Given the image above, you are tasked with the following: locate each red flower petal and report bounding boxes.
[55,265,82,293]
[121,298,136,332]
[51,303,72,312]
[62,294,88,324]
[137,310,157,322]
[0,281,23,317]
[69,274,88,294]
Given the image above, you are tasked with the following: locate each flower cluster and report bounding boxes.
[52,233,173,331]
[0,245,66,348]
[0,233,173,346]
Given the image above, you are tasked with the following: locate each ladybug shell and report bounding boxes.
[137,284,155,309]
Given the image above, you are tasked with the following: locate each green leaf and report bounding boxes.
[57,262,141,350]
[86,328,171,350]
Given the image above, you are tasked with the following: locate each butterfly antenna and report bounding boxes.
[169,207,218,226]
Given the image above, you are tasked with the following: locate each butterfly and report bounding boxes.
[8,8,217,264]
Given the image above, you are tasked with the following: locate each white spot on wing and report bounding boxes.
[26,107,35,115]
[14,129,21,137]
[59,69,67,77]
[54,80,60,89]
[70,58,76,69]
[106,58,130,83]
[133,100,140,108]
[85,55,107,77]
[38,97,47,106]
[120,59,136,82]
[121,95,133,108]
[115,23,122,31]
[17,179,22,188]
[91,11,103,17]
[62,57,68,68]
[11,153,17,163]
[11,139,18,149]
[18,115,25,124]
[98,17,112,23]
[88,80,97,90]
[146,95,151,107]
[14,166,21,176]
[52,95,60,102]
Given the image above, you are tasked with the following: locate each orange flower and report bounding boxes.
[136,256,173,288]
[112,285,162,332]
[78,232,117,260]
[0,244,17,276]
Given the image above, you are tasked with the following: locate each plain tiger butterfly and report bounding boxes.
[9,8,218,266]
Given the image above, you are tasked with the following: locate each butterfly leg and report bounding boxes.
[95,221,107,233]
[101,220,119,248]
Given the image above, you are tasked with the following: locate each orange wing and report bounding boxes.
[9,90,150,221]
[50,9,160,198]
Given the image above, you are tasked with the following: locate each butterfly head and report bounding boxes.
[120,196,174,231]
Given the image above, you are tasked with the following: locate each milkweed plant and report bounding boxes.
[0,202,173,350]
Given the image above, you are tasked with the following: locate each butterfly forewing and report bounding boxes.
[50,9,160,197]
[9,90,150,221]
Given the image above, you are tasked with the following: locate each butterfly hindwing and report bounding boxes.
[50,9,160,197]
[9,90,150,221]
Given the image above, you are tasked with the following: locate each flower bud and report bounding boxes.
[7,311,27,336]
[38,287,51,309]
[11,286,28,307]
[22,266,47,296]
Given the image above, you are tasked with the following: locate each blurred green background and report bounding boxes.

□ □ □ □ □

TASK DESCRIPTION
Copy the material from its first line through the line containing "[137,284,155,309]", swapping "ladybug shell" for "beetle shell" and leaving everything else unchanged.

ANSWER TO THIS TASK
Given the image above, you are tasked with the following: locate each red flower petal and report bounding boxes.
[55,265,82,293]
[121,298,136,332]
[51,303,72,312]
[62,294,88,324]
[137,310,157,322]
[0,281,23,317]
[69,274,88,294]
Given the image above, you are tasked with the following: locate each flower cluster and report bounding boxes.
[52,233,173,331]
[0,245,66,348]
[0,233,173,346]
Given the image above, you are tasked with the following: locate each beetle shell and report bounding boxes.
[137,284,155,309]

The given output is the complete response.